## start Input rows

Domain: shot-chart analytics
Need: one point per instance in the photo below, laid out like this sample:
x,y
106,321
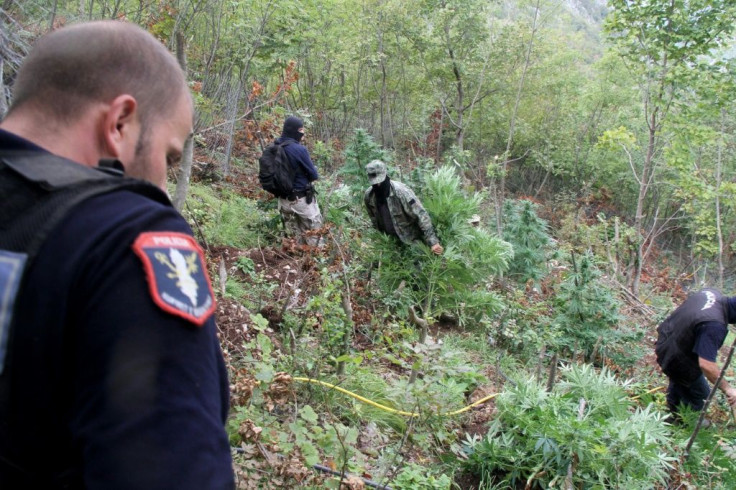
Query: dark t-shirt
x,y
709,337
103,379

## end Input rows

**Goal**
Write out every line of the material above exactly as it appears, leaving out the pictures.

**Right answer**
Domain: shot-chart analytics
Need: one point per instance in the photo below, laid out like this sample:
x,y
106,321
Query: dark t-shirt
x,y
709,337
103,379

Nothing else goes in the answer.